= Work instructions =
Please restate every record below word for word.

(Saved data entries)
○ ○ ○ ○ ○ ○ ○
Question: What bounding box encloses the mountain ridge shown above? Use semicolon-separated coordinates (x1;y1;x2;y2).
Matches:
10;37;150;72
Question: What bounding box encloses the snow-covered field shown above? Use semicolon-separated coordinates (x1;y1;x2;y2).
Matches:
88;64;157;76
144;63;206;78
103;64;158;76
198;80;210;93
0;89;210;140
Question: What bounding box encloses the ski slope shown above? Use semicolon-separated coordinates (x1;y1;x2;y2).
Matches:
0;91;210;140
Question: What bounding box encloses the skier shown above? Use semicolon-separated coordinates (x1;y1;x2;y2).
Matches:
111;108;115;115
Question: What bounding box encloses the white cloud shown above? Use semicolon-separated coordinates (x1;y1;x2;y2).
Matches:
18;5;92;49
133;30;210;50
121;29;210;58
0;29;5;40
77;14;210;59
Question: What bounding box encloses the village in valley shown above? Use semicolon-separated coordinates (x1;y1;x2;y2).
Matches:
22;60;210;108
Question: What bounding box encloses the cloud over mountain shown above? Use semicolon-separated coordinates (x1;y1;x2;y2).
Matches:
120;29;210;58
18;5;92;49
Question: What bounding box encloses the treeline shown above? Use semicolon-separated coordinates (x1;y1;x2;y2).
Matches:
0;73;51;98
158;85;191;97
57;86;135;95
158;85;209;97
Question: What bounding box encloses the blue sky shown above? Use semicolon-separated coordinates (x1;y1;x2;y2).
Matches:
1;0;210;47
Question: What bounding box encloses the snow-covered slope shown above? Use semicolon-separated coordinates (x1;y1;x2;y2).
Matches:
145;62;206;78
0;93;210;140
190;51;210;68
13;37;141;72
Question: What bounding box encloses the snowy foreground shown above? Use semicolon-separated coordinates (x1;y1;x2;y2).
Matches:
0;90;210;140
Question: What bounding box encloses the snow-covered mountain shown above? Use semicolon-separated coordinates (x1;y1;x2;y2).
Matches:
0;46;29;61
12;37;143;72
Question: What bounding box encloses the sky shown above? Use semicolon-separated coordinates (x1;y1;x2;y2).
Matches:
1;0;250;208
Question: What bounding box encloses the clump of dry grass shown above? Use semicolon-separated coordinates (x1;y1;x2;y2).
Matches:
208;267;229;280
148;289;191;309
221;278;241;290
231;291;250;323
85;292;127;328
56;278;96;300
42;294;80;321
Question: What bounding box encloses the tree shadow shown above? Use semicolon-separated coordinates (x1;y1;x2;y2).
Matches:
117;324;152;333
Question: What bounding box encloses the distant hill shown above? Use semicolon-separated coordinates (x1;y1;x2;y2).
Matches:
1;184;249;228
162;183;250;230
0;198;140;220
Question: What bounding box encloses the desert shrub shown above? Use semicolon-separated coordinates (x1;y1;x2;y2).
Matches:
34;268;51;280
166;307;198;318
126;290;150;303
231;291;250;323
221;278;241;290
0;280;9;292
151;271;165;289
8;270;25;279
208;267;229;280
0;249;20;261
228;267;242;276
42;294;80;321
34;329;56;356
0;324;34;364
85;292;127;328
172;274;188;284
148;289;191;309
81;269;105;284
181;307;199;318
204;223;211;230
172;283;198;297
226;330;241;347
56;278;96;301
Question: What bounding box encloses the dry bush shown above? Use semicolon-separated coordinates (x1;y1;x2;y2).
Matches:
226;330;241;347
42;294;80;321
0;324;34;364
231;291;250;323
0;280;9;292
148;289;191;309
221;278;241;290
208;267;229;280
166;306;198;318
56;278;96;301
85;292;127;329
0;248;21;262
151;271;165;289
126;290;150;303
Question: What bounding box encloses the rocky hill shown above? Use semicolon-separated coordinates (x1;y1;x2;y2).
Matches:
○ ○ ○ ○ ○ ○ ○
= Written answer =
Question: What bounding box encloses the mountain ridge shown above? Use semicolon-separated coordinates (x1;y1;x2;y2).
Matches:
10;37;150;72
Question: What bounding box encloses the snow-covered field shown above? Use semicolon-separated coordinates (x1;y1;x2;y2).
Matches:
88;64;157;76
144;63;206;78
103;64;158;76
198;80;210;93
0;89;210;140
Question: What bounding box encloses the ski slope shown above? Use semicolon-separated coordinates (x1;y1;x2;y2).
Matches:
0;91;210;140
Question: What bounding box encloses the skier shown above? Use semicolon-separated coordinates (x1;y1;x2;y2).
Matches:
111;108;115;115
Question: What bounding box encloses the white cloud shown above? Use semicolon-separated coordinates (x1;y1;x2;y2).
Matches:
18;5;92;49
133;30;210;50
121;29;210;58
0;29;5;40
77;14;210;59
Question: What bounding box encloses the village in valley shown above? Use semicolon-separated coordinates (x1;y1;x2;y2).
Matches:
22;60;210;108
Question: What bounding box encloses the cloud over mountain shown above? Use semicolon-separated coordinates (x1;y1;x2;y2).
Matches:
120;29;210;58
18;5;92;49
Question: What bounding box encloses the treeline shown above? Use semicolon-separated coordinates (x1;y1;x2;y2).
Matches:
0;73;51;98
158;85;191;97
57;86;135;95
158;85;209;97
Question: What bounding box encloses the blue sky shown above? Use semicolon-separated coordinates (x1;y1;x2;y2).
Matches:
1;0;210;47
Question: What bounding box encloses the snow-covered slope shown above? Use semicolon-separated coordinates (x1;y1;x2;y2).
Matches:
145;62;206;78
0;93;210;140
190;51;210;68
13;37;141;72
Question: What bounding box encloses the snowy foreground shown above? Use semicolon-separated coordinates (x1;y1;x2;y2).
Matches:
0;90;210;140
Question: What bounding box encloses the snow-covered mountain shown above? Use semicolon-separated coordinates (x1;y1;x2;y2).
Matches:
0;46;29;61
12;37;143;72
Question: What bounding box encloses the sky shown above? Use semicolon-separated coordinates (x1;y1;x2;y2).
Matches:
1;0;250;208
Question: What bounding box encloses the clump of dry grass shown above? Use semicolon-separated coordinates (x1;y1;x2;y2).
Matches:
208;267;229;280
148;289;191;309
221;278;241;290
231;291;250;323
85;292;127;328
56;278;96;300
42;294;80;321
Question: What bounding box encloses the tree shadow shown above? Use semicolon-separated coordinates (x1;y1;x2;y2).
Matches:
117;324;152;333
Question: What bounding box encloses the distant hill shown above? Use semicolon-separated coordinates (x1;y1;x2;y2).
Matches:
1;184;249;228
162;183;250;230
0;198;140;220
Question: What bounding box encloses the desert shrub shown above? Use semicolon-separated coordinates (x1;y1;x2;y2).
Matches:
34;268;51;280
166;307;198;318
126;290;150;303
231;291;250;323
221;278;241;290
0;280;9;292
151;271;165;289
8;270;25;279
208;267;229;280
0;249;20;261
228;267;242;276
42;294;80;321
34;329;56;356
0;324;34;364
85;292;127;328
172;274;188;284
148;289;191;309
81;269;105;284
181;307;199;318
204;223;211;230
172;283;198;297
226;330;241;347
56;278;96;301
Question: What bounding box encloses the dry bush shown above? Use semicolon-separated coordinates (x1;y1;x2;y2).
Matches:
226;330;241;347
42;294;80;321
0;324;34;364
231;291;250;323
0;280;9;292
148;289;191;309
221;278;241;290
208;267;229;280
166;306;198;318
56;278;96;301
85;292;127;329
0;248;21;262
151;271;165;289
126;290;150;303
Question: What bounding box encloses the rocky hill shown above? Use semicolon-separated coordinates (x1;y1;x2;y2).
Matches:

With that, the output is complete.